+++ Texte extrait

Or imposer des certitudes dans l’espoir d’échapper au doute, au tourment de la quête de sens serait poursuivre le projet fou de « libérer l’humain de l’humain » écrit Pierre Legendre.
Loi et éthique devraient nous préserver de ce projet fou. L’une, la loi, a pour visée, du moins est-ce mon espérance, d’instaurer des institutions justes, l’autre, l’éthique, en appelle à la responsabilité de chacun en lien avec d’autres[11].
J’ajouterai que penser, comme je l’ai fait tout au long de cet exposé, le sujet comme se révélant dans l’acte même de sa parole reçue, écoutée, reconnue par un autre dans la rencontre est rappeler que la parole n’est pas seulement consolation mais qu’elle est plus fondamentalement la condition du sujet, un sujet qui ne peut advenir dans un face à face avec lui-même, dans une auto analyse ou un monologue intérieur, mais seulement devant un autre, dans la rencontre.
Je conclurai en disant ceci : Une loi, pour être une loi juste, doit donc rester ouverte à la tâche éthique, elle ne doit pas nous dispenser de l’épreuve du tourment, du doute et des incertitudes sur le juste agir. C’est la condition pour découvrir un plus de vie dans un plus de sens. Crise, doute et tourment sont le prix à payer pour aller vers le plus humain en nous, cette capacité à être avec et pour autrui, à en prendre le temps et le risque et en découvrir parfois la joie, jusque dans l’épreuve du mourir d’un autre. Et cela n’a pas de prix quelque en soit le coût. C’est une valeur inestimable. Celle de notre dignité d’humain.
Je vous remercie pour votre attention.

++++++
+++ Données

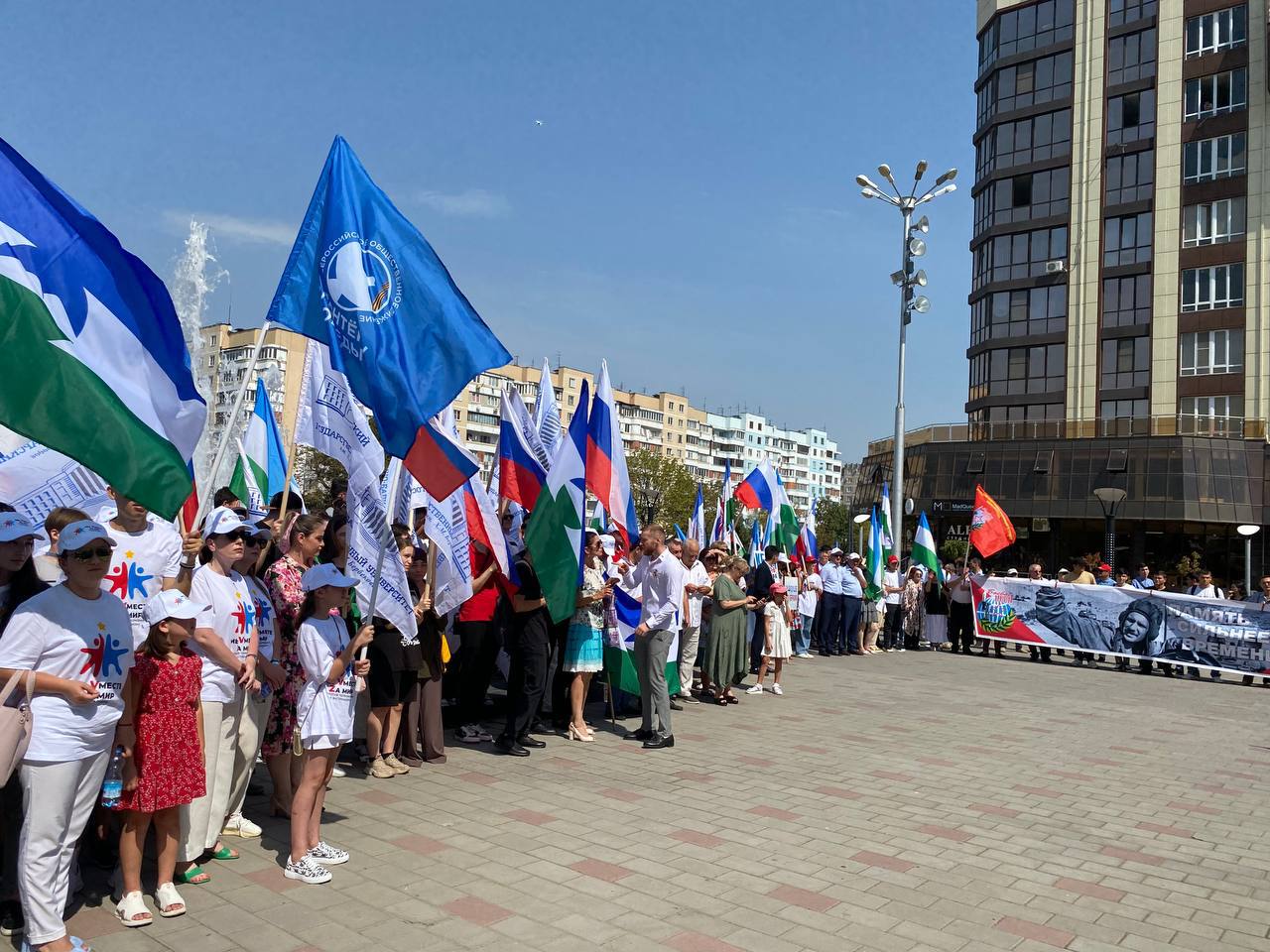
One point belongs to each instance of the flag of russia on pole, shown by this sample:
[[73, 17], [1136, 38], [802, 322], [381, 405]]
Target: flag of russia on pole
[[606, 461]]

++++++

§ Consigne
Reprenez le texte sur la loi et l'éthique pour en écrire la suite, juste après sa dernière phrase.

§ Résultat
Dominique Gauch
Paris, Mai 2007
[1] (Mme) Dominique Gauch est psychanalyste à Paris. Ce texte était destiné à être dit. Nous en gardons tout le caractère d’oralité.
[2] Je fais tout spécialement référence à une interview de Paul Ricoeur dans le Monde, peu de temps avant sa mort.
[3] M.J.Mondzain, in Colloque « Féminin…Filiations », p.51
[4] Jean-Pierre Vernant, Pierre Vidal-Naquet, « Œdipe et ses mythes », Edition complexes, Paris, 1988.
[5] Nous refusons dans tous les cas une lecture psychologisante de cette tragédie.
[6] Lui qui sera conduit par son désir incestueux. Ce qui est catastrophique n’est pas de désirer, n’est pas le fantasme mais sa réalisation, la réalisation du désir incestueux, toujours associé au meurtre du rival.
[7] Ibid p.27
[8] Possibilité d’une vignette clinique.
[9] Je dois l’énonciation de cette différence entre morale et éthique à Paul Beauchamp, « Conférences », Editions du Centre Sèvres, Paris, 2004, p.37
[10] Pierre Legendre, « L’inestimable objet de la transmission », Editions Fayard, 2004
[11] Voir aussi Paul Ricoeur, « Soi-même comme un autre », Editions du Seuil, 1990, p 199 à 278.